# Günstiges Angelboot gesucht



## AFE (2. Februar 2015)

Hi Leute,

habe mich schon etwas eingelesen. Suche ein günstiges Boot für die Berliner Havel, z.B. Anka oder K Maxxi (leider nicht gebraucht zu bekommen).

Dachte an sowas hier: 

http://kleinanzeigen.ebay.de/anzeigen/s-anzeige/angelboot,-anka,-ddr,-ruderboot,/284334753-211-2469?ref=search

http://kleinanzeigen.ebay.de/anzeigen/s-anzeige/anka-ruderboot/281810675-211-16512?ref=search

Was ist denn von den Angeboten zu halten? Einen 2PS AB würde ich von einem Freund bekommen.

VG
Alex


----------



## AFE (3. Februar 2015)

*AW: Günstiges Angelboot gesucht*

Niemand ne Meinung zu den beiden Booten? Welches würdet ihr präferieren? Freu mich auch über alternative Vorschläge.

Cheers
Alex


----------



## cafabu (3. Februar 2015)

*AW: Günstiges Angelboot gesucht*

moinsen,
das Anka ist als Einsteigerboot immer wieder ein Renner. Stabil gute Qualität und bei regelmäßiger Pflege nicht kaputt zu bekommen.
Carsten


----------



## GeorgeB (3. Februar 2015)

*AW: Günstiges Angelboot gesucht*

Bei dem Anka hat der Verkäufer wohl nicht umsonst "vergessen" das Baujahr an zu geben. Da es neu nur wenig teurer ist, finde ich den Preis etwas gewagt.


----------



## Don-Machmut (3. Februar 2015)

*AW: Günstiges Angelboot gesucht*

beide anka boote sind viel zu teuer #q#q


----------



## AFE (3. Februar 2015)

*AW: Günstiges Angelboot gesucht*

Ok, danke für die Einschätzung. Ich nehme mit: Anka grundsätzlich gut, Gebrauchtpreise (hier) aber zu teuer.

Wenn ich nichts gebrauchtes finde, empfehlt ihr dann eine neue Anka (kosten glaube ich 950€) oder etwas anderes in der Preisklasse?

Grüße


----------



## GeorgeB (3. Februar 2015)

*AW: Günstiges Angelboot gesucht*

Hier im Board gibt es einige Anka-Threads. Nutz mal die Suchfunktion. Dort wirst du auch die Alternativen finden. Wenn aber uralte Anka-Boote noch zu derart hohen Preisen angeboten werden, kann man damit so ganz viel nicht falsch machen.


----------



## Riesenangler (3. Februar 2015)

*AW: Günstiges Angelboot gesucht*

Did neuen Anka sind ein wenig schwerer als die aus DDR Fertigung.  Und auch das Material ist deutlich dünner als die letzten Serien.  
Der Anka aus der ersten DDRserie ist auch noch sehr Dünnwandig.


----------



## Gelöschtes Mitglied 11191 (3. Februar 2015)

*AW: Günstiges Angelboot gesucht*

da sind ja viele Faktoren die für ein boot sprechen ...hast du ein Stellplatz?hast du ein Trailer ohne den geht's nicht das ding brauch ne Versicherung weil mit Motor kannst viel schaden machen....bist du mit jemanden unterwegs das ding wiegt ja auch dann 2 PS da ruderst du schneller nur nicht so lange.....

_Aufgabe_: Welchen Preis vermutet AFE im Text zum günstigen Angelboot für eine neue Anka? Stütze dich dabei nur auf den Text.

_Datenzeilen_:
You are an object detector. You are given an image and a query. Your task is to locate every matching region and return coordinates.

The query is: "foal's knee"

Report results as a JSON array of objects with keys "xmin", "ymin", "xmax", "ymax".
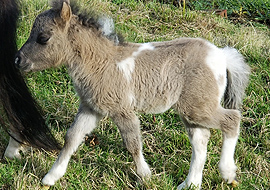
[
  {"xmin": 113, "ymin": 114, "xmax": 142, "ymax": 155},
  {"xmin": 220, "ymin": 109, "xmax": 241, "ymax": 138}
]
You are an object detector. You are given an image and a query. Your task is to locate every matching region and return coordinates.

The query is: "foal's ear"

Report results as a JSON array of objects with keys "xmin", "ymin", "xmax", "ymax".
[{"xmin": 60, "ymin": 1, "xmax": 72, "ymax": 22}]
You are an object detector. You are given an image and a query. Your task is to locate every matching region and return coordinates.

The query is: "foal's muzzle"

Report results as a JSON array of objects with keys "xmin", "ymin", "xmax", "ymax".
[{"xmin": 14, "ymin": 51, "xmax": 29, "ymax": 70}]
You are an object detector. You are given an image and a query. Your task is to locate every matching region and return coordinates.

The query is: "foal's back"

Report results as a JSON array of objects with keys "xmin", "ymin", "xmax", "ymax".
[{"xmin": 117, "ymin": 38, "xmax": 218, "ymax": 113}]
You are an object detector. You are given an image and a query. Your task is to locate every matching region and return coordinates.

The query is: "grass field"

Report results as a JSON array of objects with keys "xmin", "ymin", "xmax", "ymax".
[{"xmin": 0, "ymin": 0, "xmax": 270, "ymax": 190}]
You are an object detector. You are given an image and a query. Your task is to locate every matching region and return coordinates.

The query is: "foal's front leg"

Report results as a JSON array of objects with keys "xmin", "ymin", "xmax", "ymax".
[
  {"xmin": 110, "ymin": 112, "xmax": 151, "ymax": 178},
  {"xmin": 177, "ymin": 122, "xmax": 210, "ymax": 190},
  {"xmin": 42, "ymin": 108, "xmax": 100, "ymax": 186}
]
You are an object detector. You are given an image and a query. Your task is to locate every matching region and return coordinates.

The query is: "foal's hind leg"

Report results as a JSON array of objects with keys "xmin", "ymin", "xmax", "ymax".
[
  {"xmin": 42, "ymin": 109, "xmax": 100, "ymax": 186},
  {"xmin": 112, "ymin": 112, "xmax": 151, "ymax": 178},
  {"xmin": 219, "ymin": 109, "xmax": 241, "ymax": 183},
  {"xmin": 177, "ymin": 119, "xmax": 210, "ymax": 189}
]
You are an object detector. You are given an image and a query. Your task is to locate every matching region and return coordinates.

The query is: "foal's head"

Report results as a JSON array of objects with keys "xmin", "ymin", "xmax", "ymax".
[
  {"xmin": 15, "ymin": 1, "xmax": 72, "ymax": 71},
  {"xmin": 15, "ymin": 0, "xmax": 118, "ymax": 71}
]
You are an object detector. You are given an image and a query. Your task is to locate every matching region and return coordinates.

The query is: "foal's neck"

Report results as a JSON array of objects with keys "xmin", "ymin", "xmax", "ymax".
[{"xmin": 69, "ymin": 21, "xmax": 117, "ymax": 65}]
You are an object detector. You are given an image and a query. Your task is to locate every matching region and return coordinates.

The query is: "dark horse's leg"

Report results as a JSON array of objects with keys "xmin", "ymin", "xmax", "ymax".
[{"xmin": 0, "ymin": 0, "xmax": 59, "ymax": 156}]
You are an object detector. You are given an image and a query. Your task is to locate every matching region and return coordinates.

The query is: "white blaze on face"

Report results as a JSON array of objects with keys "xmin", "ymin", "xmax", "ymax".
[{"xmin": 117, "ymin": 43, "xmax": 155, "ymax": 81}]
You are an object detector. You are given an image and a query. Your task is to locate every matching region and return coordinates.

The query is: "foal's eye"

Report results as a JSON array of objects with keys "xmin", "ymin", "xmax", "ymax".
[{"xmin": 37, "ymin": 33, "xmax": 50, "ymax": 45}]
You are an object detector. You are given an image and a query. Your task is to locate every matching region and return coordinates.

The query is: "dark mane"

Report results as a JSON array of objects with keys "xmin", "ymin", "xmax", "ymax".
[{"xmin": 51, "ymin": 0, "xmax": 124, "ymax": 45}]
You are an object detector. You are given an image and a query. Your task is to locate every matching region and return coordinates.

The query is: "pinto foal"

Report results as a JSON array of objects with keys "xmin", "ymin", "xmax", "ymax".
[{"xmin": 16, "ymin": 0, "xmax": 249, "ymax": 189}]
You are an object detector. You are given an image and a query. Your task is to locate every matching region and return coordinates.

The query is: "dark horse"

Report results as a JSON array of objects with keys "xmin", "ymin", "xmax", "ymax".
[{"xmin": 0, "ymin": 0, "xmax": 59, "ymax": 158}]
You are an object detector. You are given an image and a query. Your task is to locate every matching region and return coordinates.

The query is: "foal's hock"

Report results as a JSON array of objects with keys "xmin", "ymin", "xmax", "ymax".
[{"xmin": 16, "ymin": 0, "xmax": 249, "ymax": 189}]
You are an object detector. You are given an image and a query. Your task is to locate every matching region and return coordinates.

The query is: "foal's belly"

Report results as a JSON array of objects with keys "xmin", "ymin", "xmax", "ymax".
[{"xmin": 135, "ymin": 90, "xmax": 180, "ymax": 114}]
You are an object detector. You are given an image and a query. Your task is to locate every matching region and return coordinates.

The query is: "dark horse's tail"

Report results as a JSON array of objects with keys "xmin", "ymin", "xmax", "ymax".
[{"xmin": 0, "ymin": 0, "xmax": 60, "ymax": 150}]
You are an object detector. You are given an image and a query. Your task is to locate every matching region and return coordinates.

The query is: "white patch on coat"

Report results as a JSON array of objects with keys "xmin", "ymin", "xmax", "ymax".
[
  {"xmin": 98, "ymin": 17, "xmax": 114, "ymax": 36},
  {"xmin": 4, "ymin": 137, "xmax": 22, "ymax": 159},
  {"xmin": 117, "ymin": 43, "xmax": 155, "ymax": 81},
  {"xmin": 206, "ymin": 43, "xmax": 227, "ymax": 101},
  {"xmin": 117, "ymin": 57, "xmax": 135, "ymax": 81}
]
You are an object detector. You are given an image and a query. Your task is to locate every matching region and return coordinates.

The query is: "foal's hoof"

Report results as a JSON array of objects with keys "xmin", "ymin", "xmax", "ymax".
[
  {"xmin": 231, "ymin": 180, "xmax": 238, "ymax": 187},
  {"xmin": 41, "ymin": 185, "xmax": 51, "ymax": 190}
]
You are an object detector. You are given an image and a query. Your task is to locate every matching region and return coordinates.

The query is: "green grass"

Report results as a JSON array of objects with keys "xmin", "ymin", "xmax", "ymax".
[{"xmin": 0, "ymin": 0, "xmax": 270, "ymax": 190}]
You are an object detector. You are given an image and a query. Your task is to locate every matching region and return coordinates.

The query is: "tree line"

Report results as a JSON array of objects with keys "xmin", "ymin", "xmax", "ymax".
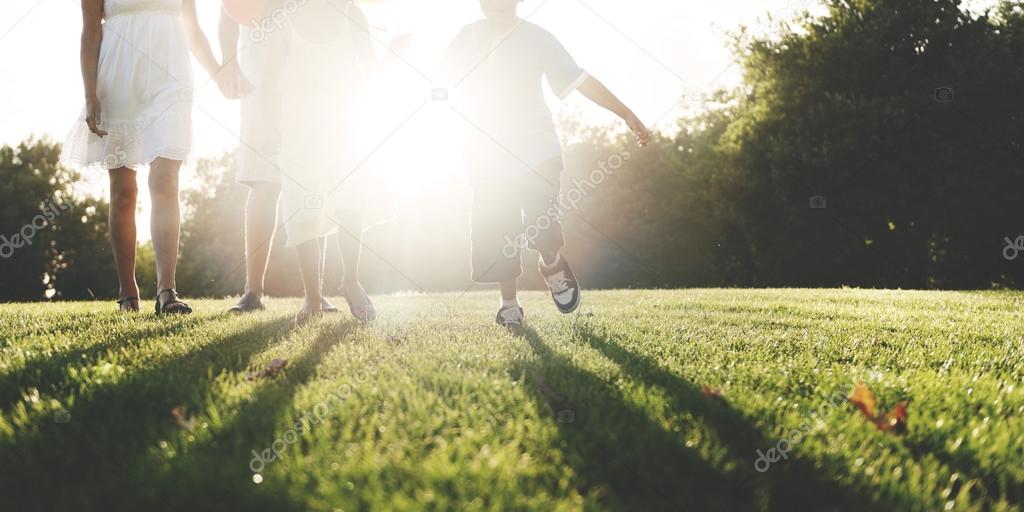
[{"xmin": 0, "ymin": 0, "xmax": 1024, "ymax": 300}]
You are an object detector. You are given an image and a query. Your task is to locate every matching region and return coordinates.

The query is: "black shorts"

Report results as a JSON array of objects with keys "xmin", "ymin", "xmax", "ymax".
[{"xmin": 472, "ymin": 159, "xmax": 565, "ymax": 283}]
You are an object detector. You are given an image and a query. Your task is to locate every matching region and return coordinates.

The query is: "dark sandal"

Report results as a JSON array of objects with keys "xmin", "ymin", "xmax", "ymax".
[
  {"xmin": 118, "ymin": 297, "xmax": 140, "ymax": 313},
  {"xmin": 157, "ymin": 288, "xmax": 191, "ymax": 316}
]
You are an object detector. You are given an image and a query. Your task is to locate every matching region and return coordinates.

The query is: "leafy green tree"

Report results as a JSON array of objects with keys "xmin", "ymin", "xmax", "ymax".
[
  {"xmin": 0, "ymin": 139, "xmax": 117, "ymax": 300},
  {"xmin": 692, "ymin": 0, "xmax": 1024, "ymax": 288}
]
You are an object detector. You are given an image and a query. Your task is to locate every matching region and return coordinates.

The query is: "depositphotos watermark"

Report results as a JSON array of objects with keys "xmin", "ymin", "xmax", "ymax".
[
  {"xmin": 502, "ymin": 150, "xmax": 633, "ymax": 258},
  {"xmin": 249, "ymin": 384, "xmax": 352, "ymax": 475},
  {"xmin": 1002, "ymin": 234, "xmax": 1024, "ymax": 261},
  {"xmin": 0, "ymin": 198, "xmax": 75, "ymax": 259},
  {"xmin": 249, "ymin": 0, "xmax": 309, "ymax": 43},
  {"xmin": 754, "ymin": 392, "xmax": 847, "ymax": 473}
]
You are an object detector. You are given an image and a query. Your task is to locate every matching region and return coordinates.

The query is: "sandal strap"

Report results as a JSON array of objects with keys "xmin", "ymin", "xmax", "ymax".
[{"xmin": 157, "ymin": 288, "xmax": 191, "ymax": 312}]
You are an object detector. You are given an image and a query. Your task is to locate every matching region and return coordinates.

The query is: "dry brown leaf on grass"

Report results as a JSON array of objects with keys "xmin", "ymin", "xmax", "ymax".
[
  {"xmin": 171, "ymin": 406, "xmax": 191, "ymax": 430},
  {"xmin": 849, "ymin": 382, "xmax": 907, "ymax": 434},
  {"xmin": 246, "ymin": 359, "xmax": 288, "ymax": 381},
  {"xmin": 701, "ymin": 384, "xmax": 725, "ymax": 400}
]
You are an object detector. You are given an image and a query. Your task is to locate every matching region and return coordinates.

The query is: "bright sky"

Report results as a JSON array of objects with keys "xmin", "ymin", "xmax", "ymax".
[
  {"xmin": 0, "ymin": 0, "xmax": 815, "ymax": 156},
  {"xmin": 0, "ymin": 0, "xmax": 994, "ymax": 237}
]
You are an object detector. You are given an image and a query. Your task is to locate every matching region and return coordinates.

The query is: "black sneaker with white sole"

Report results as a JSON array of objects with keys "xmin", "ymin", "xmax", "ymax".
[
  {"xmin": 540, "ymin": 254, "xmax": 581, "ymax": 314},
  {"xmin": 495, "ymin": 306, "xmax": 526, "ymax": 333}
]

_Ausgabe_: 950 €.